TASK OBJECTIVE:
Each line from the one containing "rear tire, written as integer pixel values." through the last line of the data below is to be written out verbatim, and nothing more.

Referring expression data
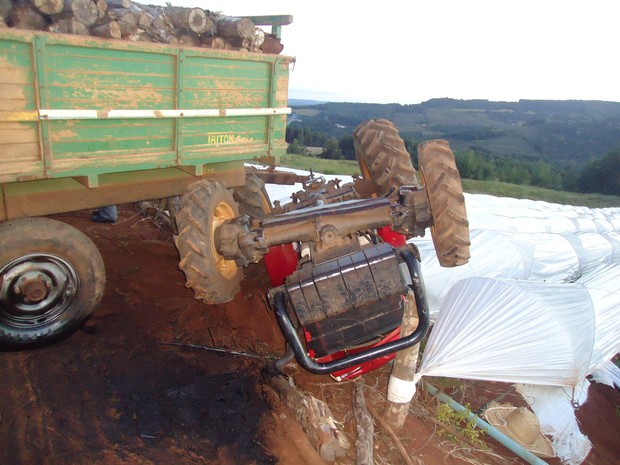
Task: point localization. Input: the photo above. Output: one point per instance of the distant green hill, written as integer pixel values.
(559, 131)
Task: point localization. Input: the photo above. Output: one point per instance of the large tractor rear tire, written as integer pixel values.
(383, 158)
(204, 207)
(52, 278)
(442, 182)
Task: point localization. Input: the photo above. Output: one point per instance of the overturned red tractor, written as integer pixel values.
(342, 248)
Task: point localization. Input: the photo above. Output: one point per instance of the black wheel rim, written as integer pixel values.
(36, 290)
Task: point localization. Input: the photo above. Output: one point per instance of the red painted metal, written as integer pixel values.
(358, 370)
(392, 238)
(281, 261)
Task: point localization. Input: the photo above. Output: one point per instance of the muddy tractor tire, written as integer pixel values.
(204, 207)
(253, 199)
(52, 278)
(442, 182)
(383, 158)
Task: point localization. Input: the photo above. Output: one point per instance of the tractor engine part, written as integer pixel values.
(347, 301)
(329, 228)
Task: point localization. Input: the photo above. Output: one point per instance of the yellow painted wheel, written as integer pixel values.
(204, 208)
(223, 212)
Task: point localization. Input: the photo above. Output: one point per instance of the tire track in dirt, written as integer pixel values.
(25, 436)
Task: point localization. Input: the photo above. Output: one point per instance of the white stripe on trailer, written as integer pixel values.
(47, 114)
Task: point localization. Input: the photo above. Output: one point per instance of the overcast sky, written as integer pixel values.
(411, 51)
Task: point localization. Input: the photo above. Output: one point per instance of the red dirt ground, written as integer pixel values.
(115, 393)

EXERCISE SOLUTION:
Task: point localization. Input: the photo above. Output: one point per instance of the large tractor rear tire, written as integer pixel values.
(383, 158)
(204, 207)
(52, 278)
(442, 182)
Task: point localization. Input: the photo above. Output: one point per instance of the overturned red tractor, written as integer pixel values.
(342, 248)
Task: point localization. Input: the photo above. Output: one point per instance of the black wheel rim, written as integer pixel values.
(36, 290)
Task: point localization. Input: the photo above. Output: one point per instance of the red painted metal, written as integer pixel values.
(358, 370)
(392, 238)
(281, 261)
Task: point localization. Input: the photo above. Output: one point per instance of the muddy tractor tire, written as integer pixel values.
(204, 207)
(253, 199)
(52, 278)
(442, 182)
(383, 158)
Task: point localization. Input: the photo above. Output: one point per instance of the tractor engine part, written as integer pixel values.
(347, 301)
(329, 228)
Task: point localization. Input: the photo above. Output: one point per instance of the yellow painted wheel, written as integer pixel values.
(204, 208)
(223, 212)
Task: point localization. Input: the photo above. Output: one point per instance of the tire track in dirt, written as integer pixel values.
(25, 436)
Task: point localization. Input: the photo above. Output: one point per instance of the white stripe on trailer, written as integer pixel values.
(47, 114)
Task: point localization. Input: the photo above. Output: one point per instance of the overcast sky, written as integer pixel values.
(411, 51)
Task: point localization. Input: the photo above. Output: one point per instance of the red dirt ground, written as integer pixel values.
(115, 393)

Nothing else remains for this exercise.